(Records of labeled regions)
═══

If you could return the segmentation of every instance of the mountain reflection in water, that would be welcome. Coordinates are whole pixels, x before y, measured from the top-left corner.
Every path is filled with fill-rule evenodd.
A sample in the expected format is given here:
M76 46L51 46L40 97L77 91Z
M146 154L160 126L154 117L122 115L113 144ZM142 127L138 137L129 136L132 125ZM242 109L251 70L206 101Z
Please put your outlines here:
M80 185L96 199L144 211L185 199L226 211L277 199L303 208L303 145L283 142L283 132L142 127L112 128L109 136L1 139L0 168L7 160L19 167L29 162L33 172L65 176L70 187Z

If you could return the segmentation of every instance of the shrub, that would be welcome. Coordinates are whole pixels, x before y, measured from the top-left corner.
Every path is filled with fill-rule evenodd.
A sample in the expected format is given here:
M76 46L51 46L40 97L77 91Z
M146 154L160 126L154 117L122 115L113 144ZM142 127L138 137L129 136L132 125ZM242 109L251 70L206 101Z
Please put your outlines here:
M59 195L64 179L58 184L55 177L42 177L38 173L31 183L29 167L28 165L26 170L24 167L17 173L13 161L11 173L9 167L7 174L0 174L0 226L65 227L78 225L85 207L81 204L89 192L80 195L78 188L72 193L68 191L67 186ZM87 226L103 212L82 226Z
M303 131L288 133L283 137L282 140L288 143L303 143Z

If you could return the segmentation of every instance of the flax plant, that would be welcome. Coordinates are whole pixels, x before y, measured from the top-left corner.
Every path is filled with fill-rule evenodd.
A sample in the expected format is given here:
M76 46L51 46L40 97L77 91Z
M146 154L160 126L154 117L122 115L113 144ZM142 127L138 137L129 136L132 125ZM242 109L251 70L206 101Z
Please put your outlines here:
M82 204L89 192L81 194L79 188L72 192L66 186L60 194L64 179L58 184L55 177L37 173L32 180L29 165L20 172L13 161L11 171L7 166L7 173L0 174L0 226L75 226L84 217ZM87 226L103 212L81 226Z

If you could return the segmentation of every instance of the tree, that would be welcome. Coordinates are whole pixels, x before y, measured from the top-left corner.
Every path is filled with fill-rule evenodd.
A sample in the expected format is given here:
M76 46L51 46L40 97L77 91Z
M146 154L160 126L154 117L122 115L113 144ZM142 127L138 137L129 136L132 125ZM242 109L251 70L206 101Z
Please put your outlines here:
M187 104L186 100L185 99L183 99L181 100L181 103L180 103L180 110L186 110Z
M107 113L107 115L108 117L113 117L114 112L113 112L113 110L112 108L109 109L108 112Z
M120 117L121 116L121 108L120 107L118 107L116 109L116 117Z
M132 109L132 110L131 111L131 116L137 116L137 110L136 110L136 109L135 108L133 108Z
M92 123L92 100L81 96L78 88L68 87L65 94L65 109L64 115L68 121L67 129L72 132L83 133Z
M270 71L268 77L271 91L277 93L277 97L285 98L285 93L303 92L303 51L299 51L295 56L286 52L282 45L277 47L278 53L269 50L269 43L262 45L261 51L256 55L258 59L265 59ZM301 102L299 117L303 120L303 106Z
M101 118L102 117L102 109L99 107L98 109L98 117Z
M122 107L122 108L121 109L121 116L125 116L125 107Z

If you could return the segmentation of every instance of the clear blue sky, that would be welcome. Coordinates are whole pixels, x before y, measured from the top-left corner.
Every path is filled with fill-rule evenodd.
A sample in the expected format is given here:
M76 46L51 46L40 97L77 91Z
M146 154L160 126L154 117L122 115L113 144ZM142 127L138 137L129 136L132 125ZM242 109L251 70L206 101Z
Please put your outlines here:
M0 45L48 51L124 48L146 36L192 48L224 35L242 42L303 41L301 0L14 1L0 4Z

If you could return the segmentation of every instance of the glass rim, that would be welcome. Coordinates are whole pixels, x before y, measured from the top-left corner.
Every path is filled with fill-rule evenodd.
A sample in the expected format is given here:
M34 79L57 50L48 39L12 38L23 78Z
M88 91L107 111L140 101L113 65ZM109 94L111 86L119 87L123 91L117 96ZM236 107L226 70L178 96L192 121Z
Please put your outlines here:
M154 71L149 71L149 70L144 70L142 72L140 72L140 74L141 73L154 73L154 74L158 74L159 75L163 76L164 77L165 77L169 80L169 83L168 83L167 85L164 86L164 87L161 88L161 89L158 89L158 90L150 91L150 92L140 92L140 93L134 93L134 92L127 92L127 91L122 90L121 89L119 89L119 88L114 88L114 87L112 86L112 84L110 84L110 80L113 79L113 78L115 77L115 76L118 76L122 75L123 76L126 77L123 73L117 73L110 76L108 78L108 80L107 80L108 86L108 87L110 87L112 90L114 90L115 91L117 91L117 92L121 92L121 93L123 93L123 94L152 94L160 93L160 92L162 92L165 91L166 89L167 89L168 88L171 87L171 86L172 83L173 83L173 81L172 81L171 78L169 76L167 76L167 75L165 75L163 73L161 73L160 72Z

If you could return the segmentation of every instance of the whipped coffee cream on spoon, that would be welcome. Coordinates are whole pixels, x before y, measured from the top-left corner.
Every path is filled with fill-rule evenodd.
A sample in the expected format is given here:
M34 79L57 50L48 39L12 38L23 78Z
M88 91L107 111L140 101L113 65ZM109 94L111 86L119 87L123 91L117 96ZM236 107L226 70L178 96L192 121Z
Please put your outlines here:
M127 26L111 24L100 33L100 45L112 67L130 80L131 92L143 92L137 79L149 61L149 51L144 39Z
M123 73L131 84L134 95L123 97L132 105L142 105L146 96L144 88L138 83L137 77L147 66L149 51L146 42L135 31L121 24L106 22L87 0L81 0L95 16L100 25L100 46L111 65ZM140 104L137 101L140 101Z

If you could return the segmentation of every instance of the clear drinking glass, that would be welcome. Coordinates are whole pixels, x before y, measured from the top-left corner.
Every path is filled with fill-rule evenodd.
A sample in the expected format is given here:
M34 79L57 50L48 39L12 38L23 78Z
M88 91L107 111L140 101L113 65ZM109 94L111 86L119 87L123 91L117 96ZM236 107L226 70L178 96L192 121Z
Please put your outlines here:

═══

PROBLEM DESCRIPTION - Reproduce verbatim the lines of the records from the line containing "of the flax" through the line containing "M122 107L122 108L121", both included. Give only those lines.

TASK RESULT -
If you could return the segmentation of every instance of the flax plant, that would be welcome. Coordinates are whole pixels, x before y, measured from the top-left corner.
Every path is filled with fill-rule evenodd.
A sample in the expected format is given here:
M76 46L51 46L40 97L77 91Z
M146 154L160 126L154 117L122 115L113 144ZM142 127L138 137L129 136L132 125ZM242 109L251 70L206 101Z
Please put your outlines here:
M82 204L89 192L81 194L79 188L72 192L66 186L60 194L64 179L58 184L55 177L37 173L32 180L29 165L20 172L13 161L11 171L7 166L7 173L0 174L0 226L75 226L84 217ZM87 226L103 212L81 226Z

If you could return the segmentation of every instance of the tree, that would be welcome. Coordinates are whole pixels, x before y, measured from the top-left corner.
Every path is filled with fill-rule evenodd.
A sample in the expected format is given here:
M76 46L51 46L40 97L77 91Z
M146 154L160 126L154 117L122 115L113 144ZM142 127L138 137L129 136L132 125ZM242 109L251 70L206 101Z
Please put your outlines here:
M187 104L186 100L185 99L183 99L181 100L181 103L180 103L180 110L186 110Z
M107 113L107 115L108 117L113 117L114 112L113 112L113 110L112 108L109 109L108 112Z
M120 117L121 116L121 108L120 107L118 107L116 109L116 117Z
M132 109L132 110L131 111L131 116L137 116L137 110L136 110L136 109L135 108L133 108Z
M92 123L92 100L81 96L78 88L68 87L65 94L65 109L64 115L68 121L67 129L72 132L83 133Z
M270 71L268 77L271 91L277 93L277 97L285 98L285 93L303 92L303 51L299 51L295 56L286 52L282 45L277 47L278 53L269 50L269 43L262 45L261 51L256 55L258 59L265 59ZM301 102L299 117L303 120L303 106Z
M101 118L102 117L102 109L99 107L98 109L98 117Z
M122 107L122 108L121 109L121 116L125 116L125 107Z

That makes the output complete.